> **SELECTED EXCERPT**:
----

[Cuis] Why or why not OMeta? (was Re: Brainstorming question: what non-trivial uses can you think of for an object-based parser? (strings not invited))

Sat May 23 07:15:47 CDT 2015

Hi Phil,

thanks for your input. I have a few things to add, which are in summary 
that OMeta concise examples are just parsing grammar productions as they 
could appear elsewhere (bison/SmaCC)... Certainly beats hand written 
parsing :)

Another part of the OMeta use is a kind of code rewritter / generator, 
and I wonder about the usefullness of yet another layer of rewriting (as 
in aspects / template-based meta programming)...

Le 22/05/2015 21:49, Phil (list) a écrit :
> Hi Thierry,
>
> On Fri, 2015-05-22 at 09:56 +0200, Thierry Goubier wrote:
>> Hi all,
>>
>>
>> first post here about Cuis, and this is a question I am interested
>> in... I do believe the viewpoint institutes documents have a few
>> answers about that (parsers for network protocols, etc...). But
>> still...
>>
>
> I could see network protocols as another time-series application.

I'm not in the know about that, but I would guess from past discussions 
that people dealing with network and communication protocols would like 
to see automatons... and parsing is a way to build an automaton.

>> I'm in a strange position about OMeta which is I don't see the
>> benefits. I do have the same position about PetitParser, but with even
>> worse data points which is I know precisely the performance loss of
>> going the petit parser way.
>>
>
> Not strange at all given where it sounds like you're coming from re:
> performance being a key requirement.  I won't try to put any spin on it:
> everything I've seen indicates that OMeta is among the slowest parsers
> out there, but pretty quick given its approach.  Computing power what it
> is today, for many applications the response is 'it's fast enough' or
> 'who cares?' (see the World Wide Web, client- and server-side, for a
> perfect example)  I would imagine that if you have heavy data processing
> workloads or have very specific response time requirements, then you do
> care and OMeta wouldn't work for the application.  However, as a
> language for DSLs, at most you're typically only going to see a small
> fraction of a second of overhead.  Another way to think of it: if speed
> OF the solution is the priority, don't use OMeta.  If speed TO the
> solution is the priority, that's what OMeta does well.  I'll get more
> specific below...

>
>>
>> I have been writing compiler front-ends for the past 7 years, first
>> with Flex / Bison and C, and then with Smalltalk / SmaCC (I maintain
>> SmaCC for Pharo). I see the work done by John Brant and Don Roberts
>> first hand (RB, SmaCC, generalised refactoring in SmaCC) and I know
>> that both OMeta and petit parser are using for me what is a very
>> limited form of parsing, with additionally a large performance
>> penalty. Moreover, grammars produced in the PetitParser case are as
>> long, if not longer than the equivalent SmaCC grammar.
>>
>
> I believe this is one of the areas where OMeta is quite strong: its
> grammars are short... very short... 'where did the grammar go?' short.
> Consider this example I posted earlier to parse Squeak array
> constructors.  Here is the Smalltalk version (i.e. what OMeta is
> actually doing behind the scenes):
>
> arrayConstr
>          ^ self ometaOr: {[true
>                          ifTrue: [self apply: #token withArgs: {'{'}.
>                                  self apply: #expr.

----

> **DATA EXCERPTS**:
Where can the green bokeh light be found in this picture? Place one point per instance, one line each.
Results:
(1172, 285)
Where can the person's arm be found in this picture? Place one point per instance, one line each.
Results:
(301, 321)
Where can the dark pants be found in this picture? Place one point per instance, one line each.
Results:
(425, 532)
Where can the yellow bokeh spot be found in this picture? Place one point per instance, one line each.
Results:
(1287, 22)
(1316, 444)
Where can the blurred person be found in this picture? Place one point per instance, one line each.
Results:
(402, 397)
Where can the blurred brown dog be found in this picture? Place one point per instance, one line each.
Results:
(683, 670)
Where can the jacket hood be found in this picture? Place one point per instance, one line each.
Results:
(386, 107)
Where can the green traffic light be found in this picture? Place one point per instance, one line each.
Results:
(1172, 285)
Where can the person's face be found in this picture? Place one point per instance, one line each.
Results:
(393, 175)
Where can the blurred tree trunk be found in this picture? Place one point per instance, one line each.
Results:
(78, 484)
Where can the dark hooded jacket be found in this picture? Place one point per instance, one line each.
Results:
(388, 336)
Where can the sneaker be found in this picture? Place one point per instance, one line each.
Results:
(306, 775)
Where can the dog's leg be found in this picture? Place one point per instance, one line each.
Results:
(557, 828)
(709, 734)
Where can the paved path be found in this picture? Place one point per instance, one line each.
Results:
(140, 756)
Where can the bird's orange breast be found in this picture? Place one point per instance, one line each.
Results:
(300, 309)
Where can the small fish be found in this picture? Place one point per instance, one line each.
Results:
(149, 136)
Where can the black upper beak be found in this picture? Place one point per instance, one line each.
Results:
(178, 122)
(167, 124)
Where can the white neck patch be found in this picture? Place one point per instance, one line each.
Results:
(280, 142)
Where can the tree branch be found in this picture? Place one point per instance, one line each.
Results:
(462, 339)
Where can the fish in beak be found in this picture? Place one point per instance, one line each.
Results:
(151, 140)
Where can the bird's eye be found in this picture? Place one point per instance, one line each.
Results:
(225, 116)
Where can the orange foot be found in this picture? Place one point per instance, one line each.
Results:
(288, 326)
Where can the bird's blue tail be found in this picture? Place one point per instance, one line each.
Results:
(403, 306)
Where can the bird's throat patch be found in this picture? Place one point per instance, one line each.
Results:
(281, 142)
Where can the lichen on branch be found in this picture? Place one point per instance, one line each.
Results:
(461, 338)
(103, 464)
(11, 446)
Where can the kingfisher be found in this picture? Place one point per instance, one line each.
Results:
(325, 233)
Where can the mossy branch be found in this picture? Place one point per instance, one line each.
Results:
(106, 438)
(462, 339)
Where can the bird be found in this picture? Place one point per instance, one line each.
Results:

----

> **THINGS TO DO**:
- 1) In the OMeta thread, which parser generator does Thierry say he maintains for Pharo?
- 2) Continue the OMeta thread from the point where it stops.

> **SOLVED PROBLEMS**:
- 1) SmaCC.

- 2)
>                                  self
>                                          many: [true
>                                                          ifTrue: [self
> apply: #token withArgs: {'.'}.
>                                                                  self
> apply: #expr]].
>                                  self ometaOr: {[self apply: #token
> withArgs: {'.'}]. [self apply:
> #empty]}.
>                                  self apply: #token withArgs: {'}'}]].
> [true
>                          ifTrue: [self apply: #token withArgs: {'{'}.
>                                  self apply: #token withArgs: {'}'}]]}
>
> and here's the OMeta version:
>
> arrayConstr =
>
>          "{" expr ("." expr)* ("." | empty) "}"
> |       "{" "}"

But this is just as would be the SmaCC grammar for that... This is what 
I added to the SmaCC St grammar to support arrays:

	| "{" StatementList OptionalPeriod "}"
			{ RBArrayNode statements: '2' }
	| "{" "}"
			{ RBArrayNode new }

This is my hardest thing with OMeta: grammars are, well, grammars. No 
difference. PEGs are strictly less interesting than GLR (and probably 
even than LALR...).

Object orientation over grammars is interesting, may bring benefits (had 
to work on an extension of C in the past), but why PEGs?

> The only thing that's missing are any semantic predicates and actions so
> the ultimate size and readability will be more dictated by how much
> Smalltalk code it takes to actually do the work with what OMeta has
> parsed.

 From my experience, this part vastly dwarf any parsing related 
complexity :( I'm doing things for R at the moment, a lot slower than I 
expected because what is behind the parser is very complex.

>> So what are the benefits of OMeta? Note that SmaCC would very easily
>> do parsing over any kind of objects, not only tokens.
>>
>
> I understand that OMeta isn't unique in being an object parser and I
> started this thread mainly because I'm wondering how much value people
> can see in parsing things other than text/binary streams.  i.e. is it a
> genuinely useful feature or a gimmick/freebie that won't see much use?

I do think that OMeta has some unique benefits... but which?

> As to the first part of your question, here goes:  The fundamental
> concept that really grabs me is the OMeta approach of being written in
> the host language and using source to source translation to target the
> host language while essentially hijacking the host language and
> environment to fade into the background of the host environment.  Want a
> new DSL?  Subclass OMeta2 and add methods with your rules... done.  Want
> a new dialect of said DSL?  Subclass your first DSL and tweak as needed.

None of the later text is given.